> _Problem to work on_
Print every line exactly as it appears in the material below.

> _Materials provided_
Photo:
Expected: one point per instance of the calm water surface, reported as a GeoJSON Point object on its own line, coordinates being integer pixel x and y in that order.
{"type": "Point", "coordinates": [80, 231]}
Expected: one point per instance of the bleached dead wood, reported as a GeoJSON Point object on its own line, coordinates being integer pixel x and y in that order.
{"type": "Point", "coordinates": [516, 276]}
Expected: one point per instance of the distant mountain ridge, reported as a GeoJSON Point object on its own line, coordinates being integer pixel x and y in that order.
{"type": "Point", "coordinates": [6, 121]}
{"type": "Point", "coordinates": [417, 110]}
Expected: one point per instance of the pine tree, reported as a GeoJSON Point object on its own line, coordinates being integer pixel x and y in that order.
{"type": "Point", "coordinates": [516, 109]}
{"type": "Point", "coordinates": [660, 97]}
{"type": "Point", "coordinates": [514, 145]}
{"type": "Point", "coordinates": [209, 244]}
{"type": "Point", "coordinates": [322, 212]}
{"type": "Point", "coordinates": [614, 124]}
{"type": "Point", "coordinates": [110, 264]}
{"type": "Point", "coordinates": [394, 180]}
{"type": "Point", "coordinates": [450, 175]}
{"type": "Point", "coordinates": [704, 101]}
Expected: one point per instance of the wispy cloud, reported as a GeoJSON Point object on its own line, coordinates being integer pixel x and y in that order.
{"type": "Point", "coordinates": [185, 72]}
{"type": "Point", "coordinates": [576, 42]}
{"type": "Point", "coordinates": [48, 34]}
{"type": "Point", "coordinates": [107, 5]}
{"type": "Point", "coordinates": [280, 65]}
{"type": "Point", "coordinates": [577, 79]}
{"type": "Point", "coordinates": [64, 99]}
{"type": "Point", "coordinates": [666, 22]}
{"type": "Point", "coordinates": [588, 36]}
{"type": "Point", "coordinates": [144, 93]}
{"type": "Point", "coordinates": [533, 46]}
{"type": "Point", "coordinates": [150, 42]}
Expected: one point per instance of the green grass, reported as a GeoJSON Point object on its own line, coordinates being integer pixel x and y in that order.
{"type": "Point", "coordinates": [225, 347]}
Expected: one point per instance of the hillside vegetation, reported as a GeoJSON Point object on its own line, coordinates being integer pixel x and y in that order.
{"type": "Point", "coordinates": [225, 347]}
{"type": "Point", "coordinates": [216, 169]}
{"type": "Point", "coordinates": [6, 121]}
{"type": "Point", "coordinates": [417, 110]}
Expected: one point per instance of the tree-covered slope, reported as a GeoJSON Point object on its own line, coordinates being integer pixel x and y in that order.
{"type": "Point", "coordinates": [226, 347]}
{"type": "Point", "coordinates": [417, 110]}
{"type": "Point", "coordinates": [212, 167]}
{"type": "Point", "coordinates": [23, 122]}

> _Output for this task_
Photo:
Expected: one point per instance of the calm water surface, reported as a GeoJSON Point object on its own line, coordinates being integer pixel x and y in that order.
{"type": "Point", "coordinates": [80, 231]}
Expected: one point per instance of the bleached dead wood, reported as a GeoJSON Point object on its own line, coordinates being integer pixel x and y in that order.
{"type": "Point", "coordinates": [516, 276]}
Expected: one point per instance of the distant mountain ridge, reported as a GeoJSON Point object on its own line, coordinates being integer pixel x and y in that order.
{"type": "Point", "coordinates": [6, 121]}
{"type": "Point", "coordinates": [417, 110]}
Expected: one point per instance of the pine tree, reported as a GeoJSON Point object on its own line, coordinates being integer pixel x and y in that order.
{"type": "Point", "coordinates": [516, 109]}
{"type": "Point", "coordinates": [660, 97]}
{"type": "Point", "coordinates": [514, 145]}
{"type": "Point", "coordinates": [209, 244]}
{"type": "Point", "coordinates": [322, 212]}
{"type": "Point", "coordinates": [614, 124]}
{"type": "Point", "coordinates": [110, 264]}
{"type": "Point", "coordinates": [394, 180]}
{"type": "Point", "coordinates": [450, 175]}
{"type": "Point", "coordinates": [704, 101]}
Expected: one point per instance of the wispy cloud, reported as a GeoJSON Point object on its own line, coordinates being integer pixel x and y in that order.
{"type": "Point", "coordinates": [185, 72]}
{"type": "Point", "coordinates": [576, 42]}
{"type": "Point", "coordinates": [48, 34]}
{"type": "Point", "coordinates": [107, 5]}
{"type": "Point", "coordinates": [280, 65]}
{"type": "Point", "coordinates": [577, 79]}
{"type": "Point", "coordinates": [64, 99]}
{"type": "Point", "coordinates": [666, 22]}
{"type": "Point", "coordinates": [588, 36]}
{"type": "Point", "coordinates": [144, 93]}
{"type": "Point", "coordinates": [533, 46]}
{"type": "Point", "coordinates": [150, 42]}
Expected: one point per instance of the green grass, reported as a GeoJSON Point object on its own line, coordinates being integer pixel x and y in that order.
{"type": "Point", "coordinates": [225, 347]}
Expected: one point per instance of the hillside vegetation, reported as a GeoJSON Point object on its own line, coordinates being integer pixel x and y in that order.
{"type": "Point", "coordinates": [225, 347]}
{"type": "Point", "coordinates": [216, 169]}
{"type": "Point", "coordinates": [6, 121]}
{"type": "Point", "coordinates": [417, 110]}
Expected: one point per instance of the tree-covered slope, reported as a GeoJSON Point object on its own line, coordinates being integer pixel x and y in that order.
{"type": "Point", "coordinates": [226, 347]}
{"type": "Point", "coordinates": [417, 110]}
{"type": "Point", "coordinates": [212, 167]}
{"type": "Point", "coordinates": [23, 122]}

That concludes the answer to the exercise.